*Travail à faire*
A - Reproduisez fidèlement le passage de l'extrait qui commence par "Quand Nicolas Vieillescazes" et va jusqu'à "filmographie du cinéaste.".
B - Relevez tous les titres de textes de l'ouvrage que l'extrait cite entre guillemets.

──────── Extrait

Quand Nicolas Vieillescazes introduit l’ouvrage en objectant que « les deux premiers films de Quentin Tarantino sont superficiels, clinquants, bref, ratés » (1), on ne peut s’empêcher d’y voir là qu’une fausse provocation universitaire. On poursuit son texte sans envolées, butant souvent sur des paragraphes ardus dont la lecture semble privilégier une élite plutôt que le lecteur lambda. Un peu de décontraction ne ferait pas de mal à un tel écrit et permettrait ainsi de mieux apprécier l’analyse, parce qu’il y a tout de même un réel intérêt à trouver dans les interrogations posées par l’auteur, notamment en ce qui concerne la question du temps, entre les référents passés et le présent du cinéma de Tarantino, de même que sa mise en avant de la difficulté d’analyser objectivement la filmographie du cinéaste.
On retrouve un lien étroit entre plusieurs analyses qui ne cessent de mettre en avant une notion commune, employée comme fil conducteur de toute l’œuvre du cinéaste : le silence et la parole. Pour Hervé Aubron, « La déesse de la fatigue« n’est autre que Jackie Brown, dont il étudie la nuance qu’elle invoque et le silence qui l’anime. Le silence d’une héroïne qu’on retrouvera d’une autre manière chez Black Mamba, sujet que Noémie Luciani explore dans un texte consacré au diptyque Kill Bill (2003 et 2004), « L’épure en costume d’arlequin ». Mais toutes les femmes de Tarantino n’agissent pas qu’en silence, ce que démontre le texte « Surface et polarités » de Catherine Rondeau, consacré aux girls de Boulevard de la mort (2007). Le lecteur s’attelle alors à un paragraphe, curieux mais captivant, sur la mise en espace par la parole. Parole et silence, voilà ce qui distingue souvent la multitude de personnages créés par Tarantino, comme l’évoque ainsi Hervé Aubron en notant, avec perspicacité, que chez le cinéaste, « la parole n’est jamais désintéressée (…). Il s’agit au minimum de faire bonne figure ou d’intimider en répondant du tac au tac ; il s’agit aussi bien souvent d’embobiner ou d’endormir quelqu’un » (2).

────────────────
──────── Entrées répertoriées

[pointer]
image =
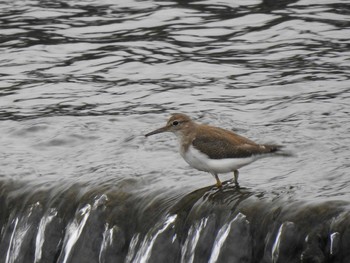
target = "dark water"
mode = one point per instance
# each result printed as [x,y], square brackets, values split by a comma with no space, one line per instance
[82,81]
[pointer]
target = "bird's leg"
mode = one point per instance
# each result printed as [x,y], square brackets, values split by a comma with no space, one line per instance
[218,182]
[236,173]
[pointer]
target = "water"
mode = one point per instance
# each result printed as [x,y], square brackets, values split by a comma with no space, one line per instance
[81,82]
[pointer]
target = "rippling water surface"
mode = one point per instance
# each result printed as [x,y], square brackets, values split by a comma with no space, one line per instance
[82,81]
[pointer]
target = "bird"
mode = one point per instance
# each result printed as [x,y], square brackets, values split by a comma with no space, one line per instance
[213,149]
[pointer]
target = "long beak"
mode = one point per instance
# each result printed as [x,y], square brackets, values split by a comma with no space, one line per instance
[160,130]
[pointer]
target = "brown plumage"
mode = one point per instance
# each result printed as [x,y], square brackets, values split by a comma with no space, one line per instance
[213,149]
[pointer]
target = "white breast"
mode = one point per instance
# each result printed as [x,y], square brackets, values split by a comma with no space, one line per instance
[202,162]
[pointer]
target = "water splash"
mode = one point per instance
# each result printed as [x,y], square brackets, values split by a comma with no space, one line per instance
[334,237]
[221,237]
[106,242]
[187,251]
[132,248]
[276,244]
[74,230]
[40,237]
[21,226]
[145,250]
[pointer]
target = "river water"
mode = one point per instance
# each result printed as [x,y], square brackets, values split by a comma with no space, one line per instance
[81,82]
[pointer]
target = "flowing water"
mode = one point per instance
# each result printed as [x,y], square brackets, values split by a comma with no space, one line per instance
[81,82]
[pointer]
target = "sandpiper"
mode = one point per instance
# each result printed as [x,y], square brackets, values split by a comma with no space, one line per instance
[212,149]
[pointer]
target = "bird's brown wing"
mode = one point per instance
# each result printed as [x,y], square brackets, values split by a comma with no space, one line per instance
[217,146]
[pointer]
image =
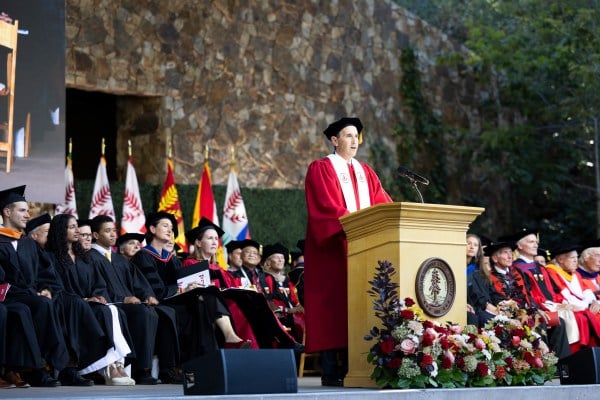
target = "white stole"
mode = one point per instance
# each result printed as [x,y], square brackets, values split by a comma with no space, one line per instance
[343,173]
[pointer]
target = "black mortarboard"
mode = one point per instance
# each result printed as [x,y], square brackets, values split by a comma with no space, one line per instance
[589,243]
[37,221]
[564,248]
[154,217]
[493,247]
[126,237]
[12,195]
[84,222]
[250,243]
[203,225]
[515,237]
[276,248]
[544,253]
[233,245]
[335,127]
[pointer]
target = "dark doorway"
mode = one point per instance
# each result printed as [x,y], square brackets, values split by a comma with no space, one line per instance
[90,117]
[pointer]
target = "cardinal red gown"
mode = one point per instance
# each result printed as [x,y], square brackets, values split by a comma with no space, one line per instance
[325,255]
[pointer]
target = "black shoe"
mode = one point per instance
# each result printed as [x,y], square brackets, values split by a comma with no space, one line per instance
[70,377]
[144,378]
[170,375]
[328,380]
[41,378]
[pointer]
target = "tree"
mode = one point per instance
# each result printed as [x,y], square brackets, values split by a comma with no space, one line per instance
[533,154]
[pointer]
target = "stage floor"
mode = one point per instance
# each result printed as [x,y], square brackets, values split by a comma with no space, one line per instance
[309,388]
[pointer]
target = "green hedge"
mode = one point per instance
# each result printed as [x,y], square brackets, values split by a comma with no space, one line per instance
[274,215]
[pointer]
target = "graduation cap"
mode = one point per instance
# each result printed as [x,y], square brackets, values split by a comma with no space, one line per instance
[544,253]
[276,248]
[493,247]
[515,237]
[250,243]
[126,237]
[233,245]
[12,195]
[563,249]
[589,243]
[203,225]
[84,222]
[335,127]
[37,221]
[154,217]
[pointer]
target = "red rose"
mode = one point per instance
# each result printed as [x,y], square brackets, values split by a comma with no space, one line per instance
[482,369]
[408,346]
[520,332]
[387,346]
[446,363]
[500,372]
[427,360]
[395,362]
[427,340]
[498,331]
[515,341]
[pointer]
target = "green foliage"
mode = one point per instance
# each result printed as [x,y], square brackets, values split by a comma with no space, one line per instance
[529,161]
[274,215]
[421,140]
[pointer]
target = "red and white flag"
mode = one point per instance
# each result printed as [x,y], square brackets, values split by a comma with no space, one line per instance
[70,205]
[134,220]
[101,198]
[235,221]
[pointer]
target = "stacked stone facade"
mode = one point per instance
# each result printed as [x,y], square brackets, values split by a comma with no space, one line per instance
[264,77]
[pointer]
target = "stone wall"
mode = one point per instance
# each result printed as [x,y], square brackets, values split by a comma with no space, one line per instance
[263,76]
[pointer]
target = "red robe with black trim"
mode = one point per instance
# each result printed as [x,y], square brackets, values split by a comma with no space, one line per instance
[325,255]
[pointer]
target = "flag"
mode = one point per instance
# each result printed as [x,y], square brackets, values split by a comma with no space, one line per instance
[101,198]
[70,205]
[235,221]
[206,207]
[169,202]
[134,220]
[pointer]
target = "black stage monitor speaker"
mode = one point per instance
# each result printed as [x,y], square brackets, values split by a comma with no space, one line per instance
[237,371]
[580,368]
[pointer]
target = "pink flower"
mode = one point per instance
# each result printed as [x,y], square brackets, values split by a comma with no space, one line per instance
[479,344]
[482,369]
[516,341]
[408,346]
[456,329]
[426,360]
[387,346]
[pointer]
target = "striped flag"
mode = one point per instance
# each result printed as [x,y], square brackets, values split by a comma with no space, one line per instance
[235,221]
[169,202]
[134,220]
[70,204]
[101,197]
[206,207]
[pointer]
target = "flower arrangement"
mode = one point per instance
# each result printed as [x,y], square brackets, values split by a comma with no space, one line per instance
[412,352]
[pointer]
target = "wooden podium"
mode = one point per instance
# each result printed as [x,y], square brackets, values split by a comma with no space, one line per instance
[406,234]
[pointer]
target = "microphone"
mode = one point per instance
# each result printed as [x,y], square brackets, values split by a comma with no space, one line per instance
[402,171]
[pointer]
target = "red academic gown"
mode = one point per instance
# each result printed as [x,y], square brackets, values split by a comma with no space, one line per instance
[325,255]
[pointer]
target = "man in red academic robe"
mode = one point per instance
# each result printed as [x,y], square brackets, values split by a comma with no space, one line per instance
[335,186]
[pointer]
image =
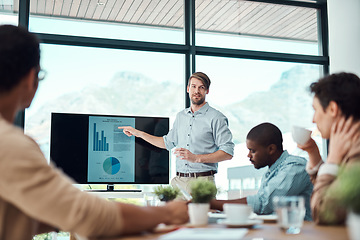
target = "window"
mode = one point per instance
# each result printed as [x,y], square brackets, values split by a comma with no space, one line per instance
[9,12]
[252,25]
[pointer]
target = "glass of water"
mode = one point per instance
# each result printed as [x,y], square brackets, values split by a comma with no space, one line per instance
[290,211]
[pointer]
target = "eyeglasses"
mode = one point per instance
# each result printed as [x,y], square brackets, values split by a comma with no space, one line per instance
[41,74]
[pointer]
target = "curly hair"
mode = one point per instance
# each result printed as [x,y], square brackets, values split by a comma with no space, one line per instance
[19,53]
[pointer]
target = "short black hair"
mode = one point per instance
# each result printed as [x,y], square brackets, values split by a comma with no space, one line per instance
[202,77]
[19,53]
[266,134]
[342,88]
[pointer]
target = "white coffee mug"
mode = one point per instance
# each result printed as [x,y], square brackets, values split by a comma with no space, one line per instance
[237,213]
[300,135]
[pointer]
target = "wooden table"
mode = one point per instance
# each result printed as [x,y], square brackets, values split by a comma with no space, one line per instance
[270,231]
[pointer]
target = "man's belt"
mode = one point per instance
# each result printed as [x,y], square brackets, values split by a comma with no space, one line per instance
[200,174]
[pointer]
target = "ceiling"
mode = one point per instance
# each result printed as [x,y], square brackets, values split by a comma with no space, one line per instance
[222,16]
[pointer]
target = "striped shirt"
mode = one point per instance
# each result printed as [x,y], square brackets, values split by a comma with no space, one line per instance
[286,177]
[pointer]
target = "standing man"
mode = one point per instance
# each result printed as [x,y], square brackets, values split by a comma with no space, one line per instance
[337,116]
[200,134]
[286,175]
[35,197]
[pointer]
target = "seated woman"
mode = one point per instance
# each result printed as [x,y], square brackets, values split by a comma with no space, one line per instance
[337,116]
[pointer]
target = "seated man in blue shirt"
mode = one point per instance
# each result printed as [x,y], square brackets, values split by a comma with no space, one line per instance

────────────────

*Corrigés proposés*
A -
Quand Nicolas Vieillescazes introduit l’ouvrage en objectant que « les deux premiers films de Quentin Tarantino sont superficiels, clinquants, bref, ratés » (1), on ne peut s’empêcher d’y voir là qu’une fausse provocation universitaire. On poursuit son texte sans envolées, butant souvent sur des paragraphes ardus dont la lecture semble privilégier une élite plutôt que le lecteur lambda. Un peu de décontraction ne ferait pas de mal à un tel écrit et permettrait ainsi de mieux apprécier l’analyse, parce qu’il y a tout de même un réel intérêt à trouver dans les interrogations posées par l’auteur, notamment en ce qui concerne la question du temps, entre les référents passés et le présent du cinéma de Tarantino, de même que sa mise en avant de la difficulté d’analyser objectivement la filmographie du cinéaste.

B -
« La déesse de la fatigue »
« L'épure en costume d'arlequin »
« Surface et polarités »